- [WRITTEN REQUEST A]: From the listing, extract the lines running from the line containing "[pin] white dining chair -- one per line" through the end of the listing, both ends included, and reproduce them verbatim.

Re: [RFC PATCH] x86/fault: move might_sleep() out of mmap read lock

From: Thomas Gleixner
Date: Thu Nov 25 2021 - 05:49:46 EST


Muchun, Dave!

On Mon, Nov 22 2021 at 14:59, Muchun Song wrote:
> On Fri, Nov 19, 2021 at 11:04 PM Dave Hansen <dave.hansen@xxxxxxxxx> wrote:
>> >
>> > + might_sleep();
>> > +
>> > /*
>> > * Kernel-mode access to the user address space should only occur
>> > * on well-defined single instructions listed in the exception
>> > @@ -1346,13 +1348,6 @@ void do_user_addr_fault(struct pt_regs *regs,
>> > }
>> > retry:
>> > mmap_read_lock(mm);
>> > - } else {
>> > - /*
>> > - * The above down_read_trylock() might have succeeded in
>> > - * which case we'll have missed the might_sleep() from
>> > - * down_read():
>> > - */
>> > - might_sleep();
>> > }
>> >
>> > vma = find_vma(mm, address);
>>
>> The comment is stale, which isn't great. The might_sleep() is already
>> in the fast path. So, moving it up above makes a lot of sense just in
>> terms of simplicity.

- [WRITTEN REQUEST B]: In the patch discussion, the removed comment explains why might_sleep() was called in the else branch. What reason does it give?

- [DATASET]:

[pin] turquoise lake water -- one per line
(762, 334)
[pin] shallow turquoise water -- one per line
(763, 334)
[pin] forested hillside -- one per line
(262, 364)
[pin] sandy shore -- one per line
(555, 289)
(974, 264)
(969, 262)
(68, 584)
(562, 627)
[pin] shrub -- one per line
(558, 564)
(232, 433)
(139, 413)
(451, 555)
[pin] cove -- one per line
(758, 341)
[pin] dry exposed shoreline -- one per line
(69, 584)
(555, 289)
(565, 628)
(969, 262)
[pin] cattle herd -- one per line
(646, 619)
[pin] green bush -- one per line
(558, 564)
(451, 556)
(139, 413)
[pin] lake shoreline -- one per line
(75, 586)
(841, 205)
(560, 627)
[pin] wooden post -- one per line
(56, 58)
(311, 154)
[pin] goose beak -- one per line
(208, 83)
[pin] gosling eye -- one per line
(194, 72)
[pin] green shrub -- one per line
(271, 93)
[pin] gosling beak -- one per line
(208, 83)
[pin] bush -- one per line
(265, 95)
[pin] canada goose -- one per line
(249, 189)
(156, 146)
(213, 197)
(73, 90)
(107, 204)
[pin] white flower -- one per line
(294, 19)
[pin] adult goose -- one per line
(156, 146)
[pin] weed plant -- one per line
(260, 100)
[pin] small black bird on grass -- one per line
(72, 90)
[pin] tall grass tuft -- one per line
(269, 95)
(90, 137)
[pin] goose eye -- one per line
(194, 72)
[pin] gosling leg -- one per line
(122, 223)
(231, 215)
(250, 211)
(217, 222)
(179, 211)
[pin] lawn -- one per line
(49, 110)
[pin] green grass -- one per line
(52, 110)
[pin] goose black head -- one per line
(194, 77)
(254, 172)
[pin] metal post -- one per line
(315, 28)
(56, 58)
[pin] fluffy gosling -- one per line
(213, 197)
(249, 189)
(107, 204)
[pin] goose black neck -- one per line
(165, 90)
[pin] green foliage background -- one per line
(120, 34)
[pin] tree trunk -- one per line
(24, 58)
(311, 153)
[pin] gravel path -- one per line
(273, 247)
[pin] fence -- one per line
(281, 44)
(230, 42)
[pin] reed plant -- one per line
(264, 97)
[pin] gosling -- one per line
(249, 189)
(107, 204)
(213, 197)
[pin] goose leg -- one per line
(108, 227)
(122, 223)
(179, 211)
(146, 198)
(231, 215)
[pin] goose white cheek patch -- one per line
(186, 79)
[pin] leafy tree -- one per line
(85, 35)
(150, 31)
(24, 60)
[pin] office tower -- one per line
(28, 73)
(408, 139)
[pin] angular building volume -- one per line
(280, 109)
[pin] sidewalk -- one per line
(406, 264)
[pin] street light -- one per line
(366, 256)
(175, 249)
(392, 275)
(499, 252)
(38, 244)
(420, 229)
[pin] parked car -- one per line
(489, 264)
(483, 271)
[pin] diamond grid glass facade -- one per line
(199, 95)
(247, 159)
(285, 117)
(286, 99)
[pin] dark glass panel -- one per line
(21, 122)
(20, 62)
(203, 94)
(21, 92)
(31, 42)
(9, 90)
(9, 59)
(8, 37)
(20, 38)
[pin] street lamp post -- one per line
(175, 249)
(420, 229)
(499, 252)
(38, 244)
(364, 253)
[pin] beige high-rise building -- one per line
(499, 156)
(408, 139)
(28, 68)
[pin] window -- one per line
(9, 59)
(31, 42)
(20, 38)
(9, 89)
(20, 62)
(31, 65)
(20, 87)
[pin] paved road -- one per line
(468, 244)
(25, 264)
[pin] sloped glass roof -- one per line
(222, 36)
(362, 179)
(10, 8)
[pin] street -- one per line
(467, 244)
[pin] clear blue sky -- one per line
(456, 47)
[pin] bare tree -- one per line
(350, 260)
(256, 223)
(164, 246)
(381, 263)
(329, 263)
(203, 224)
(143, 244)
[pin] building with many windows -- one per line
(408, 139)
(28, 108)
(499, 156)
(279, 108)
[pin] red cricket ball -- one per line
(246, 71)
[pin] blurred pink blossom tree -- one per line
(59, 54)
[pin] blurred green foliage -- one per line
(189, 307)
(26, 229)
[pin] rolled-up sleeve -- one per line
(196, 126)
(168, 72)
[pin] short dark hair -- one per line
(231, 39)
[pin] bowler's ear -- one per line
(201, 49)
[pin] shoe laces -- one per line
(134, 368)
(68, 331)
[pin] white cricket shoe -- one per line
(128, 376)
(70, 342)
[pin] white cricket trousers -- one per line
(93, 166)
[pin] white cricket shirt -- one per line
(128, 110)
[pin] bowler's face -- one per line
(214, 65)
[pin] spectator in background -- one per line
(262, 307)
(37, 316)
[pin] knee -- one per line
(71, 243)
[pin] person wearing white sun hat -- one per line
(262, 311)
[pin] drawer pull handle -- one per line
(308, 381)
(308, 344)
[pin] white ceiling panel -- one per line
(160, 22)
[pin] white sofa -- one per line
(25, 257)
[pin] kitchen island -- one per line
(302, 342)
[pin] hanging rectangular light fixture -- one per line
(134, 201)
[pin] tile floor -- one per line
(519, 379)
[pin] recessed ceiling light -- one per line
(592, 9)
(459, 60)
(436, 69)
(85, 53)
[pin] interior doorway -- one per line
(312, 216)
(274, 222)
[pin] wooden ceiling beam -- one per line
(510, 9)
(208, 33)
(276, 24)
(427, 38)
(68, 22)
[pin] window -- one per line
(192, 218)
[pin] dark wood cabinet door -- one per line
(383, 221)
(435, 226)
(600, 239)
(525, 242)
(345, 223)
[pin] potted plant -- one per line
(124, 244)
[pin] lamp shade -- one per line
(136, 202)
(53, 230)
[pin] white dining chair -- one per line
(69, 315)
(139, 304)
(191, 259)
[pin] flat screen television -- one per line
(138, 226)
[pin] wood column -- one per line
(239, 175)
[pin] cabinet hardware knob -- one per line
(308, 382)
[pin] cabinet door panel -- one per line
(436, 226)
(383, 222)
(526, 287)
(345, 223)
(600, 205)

- [CORRECT RESPONSE A]:
[pin] white dining chair -- one per line
(69, 315)
(139, 304)
(191, 259)
[pin] flat screen television -- one per line
(138, 226)
[pin] wood column -- one per line
(239, 175)
[pin] cabinet hardware knob -- one per line
(308, 382)
[pin] cabinet door panel -- one per line
(436, 226)
(383, 222)
(526, 287)
(345, 223)
(600, 205)

- [CORRECT RESPONSE B]: The earlier down_read_trylock() might have succeeded. In that case the might_sleep() contained in down_read() would have been missed, so it had to be called explicitly.